# Aim of the exercise:
Decide whether each statement below agrees with the post about snow in Pittsburgh, answering yes or no and quoting the words of the post that settle it: (a) The snow on the ground has accumulated to at least 4 inches. (b) The writer watches the city from a spot on Grandview. (c) The writer says water loses its elemental power in winter.

# Article:
— START —
Sunday, February 16, 2014

I can't see the city for the snow


Today, looking at the city of Pittsburgh from my perch on Grandview is like looking through a thin piece of gauze. The snow is coming down in fat swirling pats of white, so that the buildings are hazy and indistinct. It’s almost like a heavy fog has settled over the city. When I look directly up into the solely white sky, the flakes seem to come from nowhere, emerging and then falling in a lazy descent. I try to follow one, or many, to the ground, where light and fluffy the snow has accumulated to at least 4 inches. But each flake disappears into the layered snow, as mysteriously as it came from above.

I think that winter is the season when water slows down. In the spring, summer and fall, water is a fast, rushing force – it comes in downpours and flashfloods; it can overflow rivers and wash away mountainsides. But in winter, water is different. It changes form. It is snow. It is ice. As if winter is water’s season to meditate – two hydrogen, one oxygen – slowing down; three molecules trying out a different design. It doesn’t lose its elemental power, but it makes a different show of things.
— END —
# Entries shown:
— START —
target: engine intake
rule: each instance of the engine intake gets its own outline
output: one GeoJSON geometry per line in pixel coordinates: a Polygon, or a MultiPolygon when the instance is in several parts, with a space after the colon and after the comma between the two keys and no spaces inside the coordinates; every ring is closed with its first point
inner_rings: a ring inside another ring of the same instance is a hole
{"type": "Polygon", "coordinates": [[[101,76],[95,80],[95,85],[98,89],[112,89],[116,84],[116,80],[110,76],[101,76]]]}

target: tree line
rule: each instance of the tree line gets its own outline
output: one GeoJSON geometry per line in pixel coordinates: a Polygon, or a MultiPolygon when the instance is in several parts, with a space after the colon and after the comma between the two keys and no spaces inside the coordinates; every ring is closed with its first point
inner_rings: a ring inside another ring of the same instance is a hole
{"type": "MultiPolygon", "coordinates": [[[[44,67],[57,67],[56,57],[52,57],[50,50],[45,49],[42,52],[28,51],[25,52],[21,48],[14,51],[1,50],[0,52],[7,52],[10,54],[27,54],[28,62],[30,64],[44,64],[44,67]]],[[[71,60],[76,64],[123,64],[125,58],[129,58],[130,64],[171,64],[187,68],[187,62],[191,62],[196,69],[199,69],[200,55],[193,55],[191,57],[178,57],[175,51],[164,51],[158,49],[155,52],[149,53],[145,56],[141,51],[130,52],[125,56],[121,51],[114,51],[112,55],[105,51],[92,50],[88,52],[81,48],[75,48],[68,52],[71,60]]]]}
— END —
# Written response:
(a) Yes: "the snow has accumulated to at least 4 inches"
(b) Yes: "from my perch on Grandview"
(c) No: "It doesn’t lose its elemental power, but it makes a different show of things."